Your objective:
Copy out every item below with "grass verge" replaced by "roadside strip" wherever it appears, keeping all else unchanged. Omit the pictures from your copy.

Material to process:

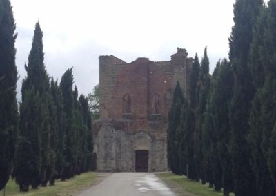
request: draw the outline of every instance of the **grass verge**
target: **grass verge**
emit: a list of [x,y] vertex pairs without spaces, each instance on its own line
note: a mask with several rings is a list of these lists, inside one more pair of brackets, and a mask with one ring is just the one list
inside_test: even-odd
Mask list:
[[[30,188],[29,192],[20,193],[19,186],[15,182],[10,179],[6,186],[6,195],[10,196],[69,196],[74,195],[96,182],[97,174],[95,173],[86,173],[79,176],[76,176],[65,182],[57,180],[55,186],[48,186],[47,187],[39,187],[37,190]],[[0,191],[0,195],[3,195],[3,190]]]
[[[222,192],[215,192],[208,185],[202,185],[200,182],[194,182],[183,176],[176,175],[172,173],[159,173],[156,175],[165,182],[168,186],[178,195],[197,196],[222,196]],[[192,193],[193,195],[189,195]],[[234,196],[234,194],[230,194]]]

Complete output:
request: draw the outline of every instance of the **roadside strip**
target: **roadside strip**
emit: a list of [x,y] vertex pairs without spaces, each instance on its own line
note: a mask with several rings is a list of these lists, inside one more pair of brackets, and a mask with one ring is just the one list
inside_test: even-odd
Mask list:
[[[30,188],[29,192],[20,193],[19,186],[15,182],[10,179],[6,186],[6,195],[10,196],[69,196],[74,195],[96,182],[97,174],[95,173],[86,173],[79,176],[76,176],[65,182],[57,180],[55,186],[48,186],[47,187],[39,187],[37,190]],[[0,191],[0,195],[3,195],[3,190]]]
[[[222,192],[215,192],[208,185],[202,185],[200,182],[194,182],[183,176],[176,175],[172,173],[159,173],[156,175],[165,182],[168,186],[178,195],[197,196],[222,196]],[[192,193],[193,195],[189,195]],[[234,196],[234,194],[230,194]]]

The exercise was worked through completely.